• Problem to work on: Update the listing from its start through the line containing "wooden dresser, and", inclusive, by replacing "noun phrase" with "short description" and leaving everything else unchanged. Return only those lines.

• Point placement listing:
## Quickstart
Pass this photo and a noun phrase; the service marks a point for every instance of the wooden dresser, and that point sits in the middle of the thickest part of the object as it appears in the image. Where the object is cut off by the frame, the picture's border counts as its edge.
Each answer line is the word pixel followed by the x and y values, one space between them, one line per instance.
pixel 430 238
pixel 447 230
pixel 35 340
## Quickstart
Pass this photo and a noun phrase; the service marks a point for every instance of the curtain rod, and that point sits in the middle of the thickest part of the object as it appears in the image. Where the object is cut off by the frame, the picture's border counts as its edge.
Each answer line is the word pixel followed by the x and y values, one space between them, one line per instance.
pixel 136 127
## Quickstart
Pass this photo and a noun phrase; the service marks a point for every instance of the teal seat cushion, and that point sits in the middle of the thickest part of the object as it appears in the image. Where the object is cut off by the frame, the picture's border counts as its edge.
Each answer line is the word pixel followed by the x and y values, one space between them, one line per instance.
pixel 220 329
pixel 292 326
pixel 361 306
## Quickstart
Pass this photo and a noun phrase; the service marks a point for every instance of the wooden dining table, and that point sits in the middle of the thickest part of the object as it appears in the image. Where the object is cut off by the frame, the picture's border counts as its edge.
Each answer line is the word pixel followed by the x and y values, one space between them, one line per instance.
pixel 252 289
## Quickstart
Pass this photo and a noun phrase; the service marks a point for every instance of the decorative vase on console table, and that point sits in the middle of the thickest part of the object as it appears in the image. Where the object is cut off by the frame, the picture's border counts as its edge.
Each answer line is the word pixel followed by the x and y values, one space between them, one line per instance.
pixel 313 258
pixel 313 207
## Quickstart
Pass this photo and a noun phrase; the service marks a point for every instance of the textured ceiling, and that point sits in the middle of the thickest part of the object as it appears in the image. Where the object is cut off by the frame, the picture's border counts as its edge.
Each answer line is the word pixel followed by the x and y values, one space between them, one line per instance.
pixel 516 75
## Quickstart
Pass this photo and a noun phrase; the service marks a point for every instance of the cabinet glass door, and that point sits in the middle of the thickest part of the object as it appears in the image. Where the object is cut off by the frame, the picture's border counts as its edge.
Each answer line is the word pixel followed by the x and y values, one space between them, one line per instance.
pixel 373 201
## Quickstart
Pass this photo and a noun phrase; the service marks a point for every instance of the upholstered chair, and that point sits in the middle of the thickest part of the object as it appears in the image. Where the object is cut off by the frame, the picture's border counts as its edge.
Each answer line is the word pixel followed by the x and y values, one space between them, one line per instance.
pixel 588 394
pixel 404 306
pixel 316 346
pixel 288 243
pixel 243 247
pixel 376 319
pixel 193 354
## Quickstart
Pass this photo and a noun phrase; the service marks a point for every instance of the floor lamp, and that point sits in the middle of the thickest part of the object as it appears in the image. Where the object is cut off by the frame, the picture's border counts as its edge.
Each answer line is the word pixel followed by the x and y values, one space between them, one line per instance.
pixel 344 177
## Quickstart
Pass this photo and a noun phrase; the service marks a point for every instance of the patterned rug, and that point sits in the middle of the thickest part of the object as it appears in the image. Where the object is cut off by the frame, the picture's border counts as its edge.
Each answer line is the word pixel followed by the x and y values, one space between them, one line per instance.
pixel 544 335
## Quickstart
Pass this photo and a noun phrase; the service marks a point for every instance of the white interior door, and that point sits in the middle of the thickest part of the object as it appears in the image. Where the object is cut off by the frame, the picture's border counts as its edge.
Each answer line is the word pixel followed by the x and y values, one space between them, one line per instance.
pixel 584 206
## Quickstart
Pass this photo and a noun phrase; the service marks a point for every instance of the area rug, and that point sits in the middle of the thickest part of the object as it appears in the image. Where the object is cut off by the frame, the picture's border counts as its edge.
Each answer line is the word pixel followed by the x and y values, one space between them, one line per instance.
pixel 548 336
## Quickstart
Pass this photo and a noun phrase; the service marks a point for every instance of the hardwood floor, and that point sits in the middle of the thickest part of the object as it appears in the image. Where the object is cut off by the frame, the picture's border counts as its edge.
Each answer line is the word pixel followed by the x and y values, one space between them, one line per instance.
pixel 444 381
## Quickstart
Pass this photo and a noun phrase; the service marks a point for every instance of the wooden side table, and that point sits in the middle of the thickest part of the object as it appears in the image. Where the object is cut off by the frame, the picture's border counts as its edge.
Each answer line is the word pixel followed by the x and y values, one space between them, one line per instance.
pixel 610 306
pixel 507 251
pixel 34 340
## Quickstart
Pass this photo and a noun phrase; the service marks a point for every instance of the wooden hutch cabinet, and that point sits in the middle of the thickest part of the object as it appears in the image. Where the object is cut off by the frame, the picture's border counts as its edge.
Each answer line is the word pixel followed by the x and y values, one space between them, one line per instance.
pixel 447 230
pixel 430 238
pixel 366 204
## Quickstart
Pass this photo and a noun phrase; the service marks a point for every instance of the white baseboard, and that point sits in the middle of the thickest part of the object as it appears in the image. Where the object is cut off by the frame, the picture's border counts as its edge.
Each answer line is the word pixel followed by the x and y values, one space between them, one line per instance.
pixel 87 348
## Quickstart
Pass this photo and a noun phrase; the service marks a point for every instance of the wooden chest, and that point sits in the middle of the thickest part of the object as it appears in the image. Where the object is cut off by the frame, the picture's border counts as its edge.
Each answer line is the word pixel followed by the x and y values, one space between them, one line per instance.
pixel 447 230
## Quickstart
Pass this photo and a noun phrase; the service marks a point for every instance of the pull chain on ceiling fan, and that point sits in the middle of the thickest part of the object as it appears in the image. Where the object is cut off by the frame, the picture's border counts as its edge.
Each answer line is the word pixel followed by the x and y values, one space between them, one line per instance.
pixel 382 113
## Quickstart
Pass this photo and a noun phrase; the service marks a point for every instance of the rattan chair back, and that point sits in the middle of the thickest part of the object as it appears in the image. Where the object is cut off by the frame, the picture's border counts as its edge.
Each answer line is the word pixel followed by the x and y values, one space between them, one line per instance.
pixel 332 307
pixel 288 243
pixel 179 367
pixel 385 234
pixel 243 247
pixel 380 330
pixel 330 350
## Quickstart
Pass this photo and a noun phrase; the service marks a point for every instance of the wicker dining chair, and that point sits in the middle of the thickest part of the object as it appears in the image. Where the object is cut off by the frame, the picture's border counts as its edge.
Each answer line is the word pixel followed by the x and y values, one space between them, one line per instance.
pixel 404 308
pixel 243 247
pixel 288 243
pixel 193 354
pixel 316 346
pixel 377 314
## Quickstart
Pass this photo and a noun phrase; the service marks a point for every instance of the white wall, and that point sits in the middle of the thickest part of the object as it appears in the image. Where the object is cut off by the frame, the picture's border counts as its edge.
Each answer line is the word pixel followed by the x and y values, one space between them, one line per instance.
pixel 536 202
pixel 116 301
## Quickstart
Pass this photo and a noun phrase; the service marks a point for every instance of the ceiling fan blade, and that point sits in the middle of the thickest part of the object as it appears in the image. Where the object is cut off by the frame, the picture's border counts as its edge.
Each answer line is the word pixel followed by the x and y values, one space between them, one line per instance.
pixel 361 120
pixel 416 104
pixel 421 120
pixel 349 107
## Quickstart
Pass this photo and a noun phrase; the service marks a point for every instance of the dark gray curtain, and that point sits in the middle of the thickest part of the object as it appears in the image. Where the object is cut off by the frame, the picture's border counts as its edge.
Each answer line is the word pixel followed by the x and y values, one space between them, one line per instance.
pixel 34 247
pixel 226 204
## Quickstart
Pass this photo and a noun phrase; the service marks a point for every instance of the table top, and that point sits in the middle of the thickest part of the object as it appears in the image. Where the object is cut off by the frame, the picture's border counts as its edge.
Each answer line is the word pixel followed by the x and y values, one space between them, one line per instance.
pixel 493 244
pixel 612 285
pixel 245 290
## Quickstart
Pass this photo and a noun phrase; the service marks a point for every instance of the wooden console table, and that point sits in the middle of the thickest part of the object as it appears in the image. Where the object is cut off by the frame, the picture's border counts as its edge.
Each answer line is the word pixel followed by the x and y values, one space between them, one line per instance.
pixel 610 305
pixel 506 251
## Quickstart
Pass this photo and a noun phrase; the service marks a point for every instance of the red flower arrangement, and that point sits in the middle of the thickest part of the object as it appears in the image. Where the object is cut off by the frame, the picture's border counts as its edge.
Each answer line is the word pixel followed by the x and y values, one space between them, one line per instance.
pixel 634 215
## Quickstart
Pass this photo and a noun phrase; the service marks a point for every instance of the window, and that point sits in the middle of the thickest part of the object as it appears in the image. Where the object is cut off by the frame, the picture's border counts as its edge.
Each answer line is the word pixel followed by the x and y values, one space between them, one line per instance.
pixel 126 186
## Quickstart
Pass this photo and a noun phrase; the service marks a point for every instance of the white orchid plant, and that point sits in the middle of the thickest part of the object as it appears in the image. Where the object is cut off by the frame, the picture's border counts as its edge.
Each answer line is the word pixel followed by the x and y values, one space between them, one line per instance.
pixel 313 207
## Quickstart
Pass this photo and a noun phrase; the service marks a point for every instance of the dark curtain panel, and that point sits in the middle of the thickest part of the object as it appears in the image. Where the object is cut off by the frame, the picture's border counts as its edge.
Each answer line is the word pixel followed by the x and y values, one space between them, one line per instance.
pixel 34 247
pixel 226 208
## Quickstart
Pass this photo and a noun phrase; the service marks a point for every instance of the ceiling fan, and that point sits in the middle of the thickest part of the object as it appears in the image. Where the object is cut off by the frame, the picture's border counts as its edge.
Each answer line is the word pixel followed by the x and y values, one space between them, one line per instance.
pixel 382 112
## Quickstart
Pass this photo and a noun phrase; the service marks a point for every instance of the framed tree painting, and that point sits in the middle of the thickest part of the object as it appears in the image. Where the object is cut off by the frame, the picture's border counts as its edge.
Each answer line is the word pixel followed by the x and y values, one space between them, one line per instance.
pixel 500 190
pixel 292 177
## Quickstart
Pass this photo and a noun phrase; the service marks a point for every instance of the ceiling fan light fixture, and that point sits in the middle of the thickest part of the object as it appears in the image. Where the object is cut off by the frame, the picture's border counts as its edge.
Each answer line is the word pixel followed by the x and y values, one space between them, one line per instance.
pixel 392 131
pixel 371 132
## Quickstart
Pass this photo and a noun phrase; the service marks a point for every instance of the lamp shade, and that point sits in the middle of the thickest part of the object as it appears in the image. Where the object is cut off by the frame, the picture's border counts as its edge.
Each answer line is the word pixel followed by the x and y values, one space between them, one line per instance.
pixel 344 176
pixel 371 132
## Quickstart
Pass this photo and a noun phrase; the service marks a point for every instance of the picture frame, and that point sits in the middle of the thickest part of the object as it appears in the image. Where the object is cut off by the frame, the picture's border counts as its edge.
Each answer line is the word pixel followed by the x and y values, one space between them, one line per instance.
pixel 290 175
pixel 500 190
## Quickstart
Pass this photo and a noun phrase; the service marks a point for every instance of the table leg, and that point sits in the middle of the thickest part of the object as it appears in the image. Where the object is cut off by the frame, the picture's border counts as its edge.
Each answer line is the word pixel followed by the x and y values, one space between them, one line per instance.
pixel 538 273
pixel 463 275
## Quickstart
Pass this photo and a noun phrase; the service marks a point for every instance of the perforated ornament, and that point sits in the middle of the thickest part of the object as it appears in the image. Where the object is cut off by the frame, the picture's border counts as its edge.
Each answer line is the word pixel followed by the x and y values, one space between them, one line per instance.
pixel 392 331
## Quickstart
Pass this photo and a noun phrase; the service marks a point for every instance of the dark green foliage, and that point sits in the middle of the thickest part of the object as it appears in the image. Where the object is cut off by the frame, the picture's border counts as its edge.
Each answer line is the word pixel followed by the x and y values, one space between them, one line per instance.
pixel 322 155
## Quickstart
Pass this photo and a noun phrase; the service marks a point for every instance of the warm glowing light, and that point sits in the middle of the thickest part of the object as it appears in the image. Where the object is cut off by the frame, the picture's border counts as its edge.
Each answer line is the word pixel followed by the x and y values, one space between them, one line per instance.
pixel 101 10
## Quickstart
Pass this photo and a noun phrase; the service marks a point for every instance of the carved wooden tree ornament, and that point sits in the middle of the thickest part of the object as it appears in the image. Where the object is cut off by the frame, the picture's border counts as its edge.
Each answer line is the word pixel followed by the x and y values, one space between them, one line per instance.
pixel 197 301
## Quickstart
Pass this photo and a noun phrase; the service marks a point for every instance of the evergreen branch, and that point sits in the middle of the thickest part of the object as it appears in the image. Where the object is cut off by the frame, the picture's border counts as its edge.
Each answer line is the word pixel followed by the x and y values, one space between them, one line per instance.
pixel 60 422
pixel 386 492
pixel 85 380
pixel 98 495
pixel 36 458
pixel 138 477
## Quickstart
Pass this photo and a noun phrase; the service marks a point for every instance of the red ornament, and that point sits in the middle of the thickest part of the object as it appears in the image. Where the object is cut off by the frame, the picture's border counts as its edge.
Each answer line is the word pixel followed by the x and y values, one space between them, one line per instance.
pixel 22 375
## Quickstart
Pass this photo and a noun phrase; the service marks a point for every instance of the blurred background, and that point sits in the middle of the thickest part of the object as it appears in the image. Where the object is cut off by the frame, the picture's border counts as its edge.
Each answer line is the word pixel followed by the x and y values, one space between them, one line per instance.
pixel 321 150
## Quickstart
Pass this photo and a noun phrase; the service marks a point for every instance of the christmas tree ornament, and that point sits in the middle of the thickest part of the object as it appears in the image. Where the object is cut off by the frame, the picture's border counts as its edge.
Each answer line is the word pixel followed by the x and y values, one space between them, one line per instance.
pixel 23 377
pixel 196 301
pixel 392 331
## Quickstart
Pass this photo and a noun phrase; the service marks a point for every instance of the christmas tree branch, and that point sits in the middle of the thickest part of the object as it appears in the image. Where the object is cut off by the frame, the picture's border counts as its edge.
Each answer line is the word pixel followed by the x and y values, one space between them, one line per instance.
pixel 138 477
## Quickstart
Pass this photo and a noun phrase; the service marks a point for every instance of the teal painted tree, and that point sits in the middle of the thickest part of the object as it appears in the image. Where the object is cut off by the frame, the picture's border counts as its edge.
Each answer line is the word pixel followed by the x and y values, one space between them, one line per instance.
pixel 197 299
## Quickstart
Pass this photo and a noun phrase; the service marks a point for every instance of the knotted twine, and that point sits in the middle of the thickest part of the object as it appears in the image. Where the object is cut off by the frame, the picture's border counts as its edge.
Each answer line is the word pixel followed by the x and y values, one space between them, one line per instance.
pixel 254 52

• Result of the exercise:
## Quickstart
Pass this photo and a short description; the service marks a point for every instance of the wooden dresser, and that point sits in the middle of the thickest part of the object as it appears in the image. Where the object is cut off by the frame, the picture's border counts as its edge.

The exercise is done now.